Point localization data
::::::::::

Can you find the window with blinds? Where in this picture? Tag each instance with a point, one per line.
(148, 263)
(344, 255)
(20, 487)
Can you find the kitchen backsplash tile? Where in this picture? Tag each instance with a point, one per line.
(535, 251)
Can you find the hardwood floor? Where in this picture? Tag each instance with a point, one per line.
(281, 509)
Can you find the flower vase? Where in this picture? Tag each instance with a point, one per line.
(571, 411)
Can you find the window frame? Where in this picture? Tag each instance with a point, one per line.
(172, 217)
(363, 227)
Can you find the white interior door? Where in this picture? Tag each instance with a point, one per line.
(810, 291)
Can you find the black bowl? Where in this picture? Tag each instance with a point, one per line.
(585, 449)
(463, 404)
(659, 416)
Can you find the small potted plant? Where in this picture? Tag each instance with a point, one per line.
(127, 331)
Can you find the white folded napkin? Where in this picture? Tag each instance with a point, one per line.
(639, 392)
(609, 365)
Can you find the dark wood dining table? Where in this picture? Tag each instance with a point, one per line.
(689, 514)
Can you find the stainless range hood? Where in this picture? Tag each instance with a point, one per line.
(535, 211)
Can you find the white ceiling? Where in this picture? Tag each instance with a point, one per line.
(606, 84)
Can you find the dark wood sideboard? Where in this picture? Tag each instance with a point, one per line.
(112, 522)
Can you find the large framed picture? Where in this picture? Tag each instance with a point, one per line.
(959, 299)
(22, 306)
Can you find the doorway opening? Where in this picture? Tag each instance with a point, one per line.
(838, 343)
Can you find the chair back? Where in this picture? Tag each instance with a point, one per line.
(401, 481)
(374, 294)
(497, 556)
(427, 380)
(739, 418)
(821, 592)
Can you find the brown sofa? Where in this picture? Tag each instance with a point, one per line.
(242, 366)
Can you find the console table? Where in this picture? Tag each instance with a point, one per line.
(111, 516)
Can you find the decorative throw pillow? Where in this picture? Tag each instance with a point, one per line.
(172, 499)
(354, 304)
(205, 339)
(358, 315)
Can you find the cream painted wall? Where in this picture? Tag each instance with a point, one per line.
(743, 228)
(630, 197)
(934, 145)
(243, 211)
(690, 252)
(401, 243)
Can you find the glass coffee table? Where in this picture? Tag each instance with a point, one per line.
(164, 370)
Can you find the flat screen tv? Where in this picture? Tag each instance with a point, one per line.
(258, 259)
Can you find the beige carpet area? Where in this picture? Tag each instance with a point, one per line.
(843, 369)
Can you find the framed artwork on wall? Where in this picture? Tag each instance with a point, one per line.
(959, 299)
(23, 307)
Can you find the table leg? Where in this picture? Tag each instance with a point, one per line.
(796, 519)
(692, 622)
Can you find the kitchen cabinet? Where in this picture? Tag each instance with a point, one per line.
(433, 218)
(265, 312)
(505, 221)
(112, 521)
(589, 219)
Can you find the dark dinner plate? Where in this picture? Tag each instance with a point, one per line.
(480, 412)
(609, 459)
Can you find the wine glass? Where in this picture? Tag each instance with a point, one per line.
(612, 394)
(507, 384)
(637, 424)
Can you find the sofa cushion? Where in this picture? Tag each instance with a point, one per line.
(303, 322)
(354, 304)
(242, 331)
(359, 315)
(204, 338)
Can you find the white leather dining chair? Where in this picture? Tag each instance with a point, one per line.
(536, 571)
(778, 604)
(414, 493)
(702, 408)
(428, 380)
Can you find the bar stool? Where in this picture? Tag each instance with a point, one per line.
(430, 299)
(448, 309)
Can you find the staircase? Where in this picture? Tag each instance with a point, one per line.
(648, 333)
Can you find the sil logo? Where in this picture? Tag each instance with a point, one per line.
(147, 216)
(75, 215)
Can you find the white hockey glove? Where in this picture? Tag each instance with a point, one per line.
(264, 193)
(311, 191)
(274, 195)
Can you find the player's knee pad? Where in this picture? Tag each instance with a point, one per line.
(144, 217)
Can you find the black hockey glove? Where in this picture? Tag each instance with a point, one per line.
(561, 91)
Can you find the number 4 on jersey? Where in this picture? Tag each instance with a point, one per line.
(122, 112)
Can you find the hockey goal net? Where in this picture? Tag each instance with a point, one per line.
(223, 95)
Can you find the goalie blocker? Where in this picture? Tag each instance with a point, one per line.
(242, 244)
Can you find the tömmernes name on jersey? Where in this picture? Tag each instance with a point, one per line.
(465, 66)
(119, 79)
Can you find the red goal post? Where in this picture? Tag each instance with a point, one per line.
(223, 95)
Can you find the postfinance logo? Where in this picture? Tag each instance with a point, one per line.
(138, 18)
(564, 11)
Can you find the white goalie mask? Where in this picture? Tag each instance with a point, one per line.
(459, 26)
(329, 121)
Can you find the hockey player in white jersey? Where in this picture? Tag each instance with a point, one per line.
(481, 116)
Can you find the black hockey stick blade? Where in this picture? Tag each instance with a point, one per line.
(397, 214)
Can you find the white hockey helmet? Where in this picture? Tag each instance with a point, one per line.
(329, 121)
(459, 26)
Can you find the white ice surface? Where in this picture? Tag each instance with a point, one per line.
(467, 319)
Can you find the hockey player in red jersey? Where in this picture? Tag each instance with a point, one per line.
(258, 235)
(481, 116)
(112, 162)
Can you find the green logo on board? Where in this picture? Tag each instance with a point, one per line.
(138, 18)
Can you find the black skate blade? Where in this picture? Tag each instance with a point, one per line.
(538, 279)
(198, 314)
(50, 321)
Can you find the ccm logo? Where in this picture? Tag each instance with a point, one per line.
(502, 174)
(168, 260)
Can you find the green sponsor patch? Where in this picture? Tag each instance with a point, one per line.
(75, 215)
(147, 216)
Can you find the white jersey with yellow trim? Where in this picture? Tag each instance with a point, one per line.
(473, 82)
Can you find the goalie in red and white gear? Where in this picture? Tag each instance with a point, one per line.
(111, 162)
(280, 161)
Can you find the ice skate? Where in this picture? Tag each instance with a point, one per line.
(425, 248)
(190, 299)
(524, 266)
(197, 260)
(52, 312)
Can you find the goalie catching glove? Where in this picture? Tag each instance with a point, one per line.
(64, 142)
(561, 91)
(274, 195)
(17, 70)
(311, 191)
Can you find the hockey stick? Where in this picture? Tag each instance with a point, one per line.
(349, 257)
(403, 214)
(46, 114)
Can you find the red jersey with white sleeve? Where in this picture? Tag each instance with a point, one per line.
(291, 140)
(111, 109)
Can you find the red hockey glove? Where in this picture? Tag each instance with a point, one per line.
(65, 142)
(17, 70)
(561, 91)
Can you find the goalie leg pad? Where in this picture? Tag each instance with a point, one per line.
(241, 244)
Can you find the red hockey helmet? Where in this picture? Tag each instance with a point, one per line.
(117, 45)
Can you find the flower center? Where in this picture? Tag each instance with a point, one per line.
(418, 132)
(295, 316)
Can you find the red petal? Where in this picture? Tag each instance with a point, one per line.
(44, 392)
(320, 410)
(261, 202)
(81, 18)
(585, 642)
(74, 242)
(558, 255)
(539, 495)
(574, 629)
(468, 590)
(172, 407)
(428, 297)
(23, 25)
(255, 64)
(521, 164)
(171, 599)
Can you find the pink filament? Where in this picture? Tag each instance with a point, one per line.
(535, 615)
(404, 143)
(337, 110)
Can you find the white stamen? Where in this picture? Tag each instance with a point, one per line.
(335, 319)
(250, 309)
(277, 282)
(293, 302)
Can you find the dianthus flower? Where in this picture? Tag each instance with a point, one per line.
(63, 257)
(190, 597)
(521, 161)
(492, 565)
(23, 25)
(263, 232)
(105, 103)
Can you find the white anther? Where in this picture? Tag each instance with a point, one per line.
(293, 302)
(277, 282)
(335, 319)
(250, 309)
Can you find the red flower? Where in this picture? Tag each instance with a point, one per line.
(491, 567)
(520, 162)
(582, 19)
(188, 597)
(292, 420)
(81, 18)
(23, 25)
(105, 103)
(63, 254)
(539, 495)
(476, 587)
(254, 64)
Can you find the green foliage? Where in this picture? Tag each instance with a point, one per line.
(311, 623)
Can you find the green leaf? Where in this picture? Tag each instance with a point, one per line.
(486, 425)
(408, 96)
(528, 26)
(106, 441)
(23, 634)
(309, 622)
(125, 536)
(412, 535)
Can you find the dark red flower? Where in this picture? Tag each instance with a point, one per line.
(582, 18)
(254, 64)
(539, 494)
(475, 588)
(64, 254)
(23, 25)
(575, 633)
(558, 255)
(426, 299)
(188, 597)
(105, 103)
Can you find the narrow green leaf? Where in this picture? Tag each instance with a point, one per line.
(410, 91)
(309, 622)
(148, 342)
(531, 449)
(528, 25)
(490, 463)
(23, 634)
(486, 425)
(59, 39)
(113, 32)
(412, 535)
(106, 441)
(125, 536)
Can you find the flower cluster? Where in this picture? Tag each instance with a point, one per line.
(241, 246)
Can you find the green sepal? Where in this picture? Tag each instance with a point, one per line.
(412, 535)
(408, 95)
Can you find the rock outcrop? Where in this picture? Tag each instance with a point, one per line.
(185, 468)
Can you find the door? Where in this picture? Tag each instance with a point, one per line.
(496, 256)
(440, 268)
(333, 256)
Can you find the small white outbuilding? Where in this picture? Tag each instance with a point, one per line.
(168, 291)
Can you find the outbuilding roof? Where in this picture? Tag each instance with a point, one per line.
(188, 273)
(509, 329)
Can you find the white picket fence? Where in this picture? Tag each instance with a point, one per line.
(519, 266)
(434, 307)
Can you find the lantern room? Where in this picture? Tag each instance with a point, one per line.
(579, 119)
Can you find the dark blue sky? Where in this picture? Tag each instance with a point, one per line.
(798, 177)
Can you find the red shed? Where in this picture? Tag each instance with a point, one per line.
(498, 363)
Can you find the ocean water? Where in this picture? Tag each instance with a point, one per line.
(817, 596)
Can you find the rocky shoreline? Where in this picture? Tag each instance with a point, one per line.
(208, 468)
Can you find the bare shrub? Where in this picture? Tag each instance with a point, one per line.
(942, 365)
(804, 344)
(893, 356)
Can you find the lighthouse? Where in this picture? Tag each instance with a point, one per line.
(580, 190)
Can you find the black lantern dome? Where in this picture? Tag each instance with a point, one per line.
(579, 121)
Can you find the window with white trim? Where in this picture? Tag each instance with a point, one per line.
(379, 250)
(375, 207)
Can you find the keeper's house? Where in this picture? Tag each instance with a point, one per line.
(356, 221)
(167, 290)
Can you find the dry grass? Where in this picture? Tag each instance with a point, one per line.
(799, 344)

::::::::::

[Your assignment] Exactly the lines from the one containing "Can you find the red shed?" through the end of the entries above must be output, and no others.

[Solution to the exercise]
Can you find the red shed? Where in this picture? Tag each instance with a point, one per line.
(498, 363)
Can you find the ocean water? Where in this picture? Tag each instance with a point, one per line.
(817, 596)
Can you find the rocky shoreline? Where in this picture? Tag each instance with a point, one per line.
(208, 468)
Can you find the bare shrub? Where in this picture? Tag each instance with a point, one per line.
(942, 365)
(804, 344)
(893, 356)
Can you find the lighthouse? Where in this picture? Tag each instance with a point, one per line.
(580, 190)
Can you find the black lantern dome? Where in this picture? Tag each instance with a point, one per line.
(579, 121)
Can you find the window with white trim? Where in this picture? Tag each instance with a point, one per line.
(379, 250)
(375, 207)
Can you find the keeper's house? Where in this picture? Tag each instance with a point, one per line.
(356, 221)
(167, 290)
Can you find the dry grass? Where in this picture? Tag each instance with a point, one per line.
(799, 344)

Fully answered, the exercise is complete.